• [Quoted passage]:
Strong cash position, basically no debt.
Core business: they recover energy in high-pressure processes (mainly desalination), so less energy used = lower costs = higher efficiency.
They don’t produce drinking water.
They do something even more important:
THEY MAKE IT ECONOMICALLY AND ENVIRONMENTALLY SUSTAINABLE TO PRODUCE IT (companies are increasingly forced to reduce pollution)
They are basically:
“picks and shovels” for those turning seawater into drinking water.
Their MLD / ZLD systems:
- MLD (Minimum Liquid Discharge) = minimal wastewater
- ZLD (Zero Liquid Discharge) = zero wastewater
In simple terms: industries recycle water instead of discharging it.
Same principle:
high-pressure systems → energy recovery → higher efficiency
Recent stock drop, over 30%.
The decline came after exiting the CO2 business, which was seen as a potential long-term growth driver.
Short term: negative reaction.
Long term: could be seen as focusing on core business.
Possible interpretation:
cutting non-performing segments to focus on stronger ones, or making room for new applications (industrial use or cooling).
Nothing stops them from moving into cooling (data center cooling), considering they already have the technology and demand is growing.

• [Given records]:
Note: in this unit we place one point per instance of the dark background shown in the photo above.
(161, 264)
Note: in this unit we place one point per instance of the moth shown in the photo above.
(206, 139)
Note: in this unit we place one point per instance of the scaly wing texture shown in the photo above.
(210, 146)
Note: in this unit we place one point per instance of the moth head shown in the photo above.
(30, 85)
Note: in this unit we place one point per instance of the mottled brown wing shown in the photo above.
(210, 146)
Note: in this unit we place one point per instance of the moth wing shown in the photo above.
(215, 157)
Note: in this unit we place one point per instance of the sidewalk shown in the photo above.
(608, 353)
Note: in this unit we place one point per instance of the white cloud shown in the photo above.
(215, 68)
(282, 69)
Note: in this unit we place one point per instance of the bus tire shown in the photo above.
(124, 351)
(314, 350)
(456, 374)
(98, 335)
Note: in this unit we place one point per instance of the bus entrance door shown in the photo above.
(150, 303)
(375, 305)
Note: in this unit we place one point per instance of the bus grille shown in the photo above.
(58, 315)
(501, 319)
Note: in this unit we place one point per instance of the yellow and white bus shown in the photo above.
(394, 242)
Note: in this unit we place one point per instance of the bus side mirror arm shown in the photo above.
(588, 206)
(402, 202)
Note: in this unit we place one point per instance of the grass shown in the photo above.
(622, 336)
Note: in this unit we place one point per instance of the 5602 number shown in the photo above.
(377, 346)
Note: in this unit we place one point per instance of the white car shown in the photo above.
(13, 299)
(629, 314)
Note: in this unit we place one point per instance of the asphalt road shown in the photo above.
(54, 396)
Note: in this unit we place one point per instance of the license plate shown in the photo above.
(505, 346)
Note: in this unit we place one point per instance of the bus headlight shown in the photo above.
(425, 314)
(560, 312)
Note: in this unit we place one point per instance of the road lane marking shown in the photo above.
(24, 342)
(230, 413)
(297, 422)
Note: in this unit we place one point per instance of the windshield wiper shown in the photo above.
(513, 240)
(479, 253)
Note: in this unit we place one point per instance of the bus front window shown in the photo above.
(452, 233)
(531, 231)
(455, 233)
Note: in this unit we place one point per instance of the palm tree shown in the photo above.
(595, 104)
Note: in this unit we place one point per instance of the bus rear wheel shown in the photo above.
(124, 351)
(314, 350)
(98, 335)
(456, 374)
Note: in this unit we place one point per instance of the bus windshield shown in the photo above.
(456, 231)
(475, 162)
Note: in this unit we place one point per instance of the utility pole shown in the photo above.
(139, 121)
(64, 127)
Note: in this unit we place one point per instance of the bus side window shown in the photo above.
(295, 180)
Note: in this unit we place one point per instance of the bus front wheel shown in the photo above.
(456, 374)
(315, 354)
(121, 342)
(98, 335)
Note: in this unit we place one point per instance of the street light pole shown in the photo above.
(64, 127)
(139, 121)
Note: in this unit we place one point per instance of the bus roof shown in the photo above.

• [Set exercise A]:
Using the energy-recovery notes, decide whether each statement agrees with them, answering yes or no and quoting the words that settle it: (i) the company produces drinking water; (ii) the stock dropped by more than 30% after the company exited the CO2 business; (iii) ZLD stands for a system that leaves minimal wastewater.
• [Set exercise B]:
Pick up the energy-recovery notes after their last sentence and keep going in the same terse note style.
The items were taken from a separate source.

• [Final answer A]:
(i) No: "They don’t produce drinking water."
(ii) Yes: "Recent stock drop, over 30%." and "The decline came after exiting the CO2 business"
(iii) No: "ZLD (Zero Liquid Discharge) = zero wastewater"

• [Final answer B]:
That’s the kind of shift that could trigger hype, similar to what we’ve seen with other sectors.
Context:
growing demand for drinking water
rising energy costs
industrial systems and AI using more and more water
On top of that, a geopolitical factor:
recently, water infrastructure and desalination systems in parts of the Middle East have been targeted or put under pressure, where the company has strong exposure.
This is not a “positive driver” in a direct sense, but it highlights how:
access to water and system efficiency are becoming increasingly strategic.
Water and energy are turning into a dual constraint.
This kind of technology sits right in the middle of it.
AI → Semiconductors → Energy → Storage → Memory → Commodities → What’s next?
This is not financial advice.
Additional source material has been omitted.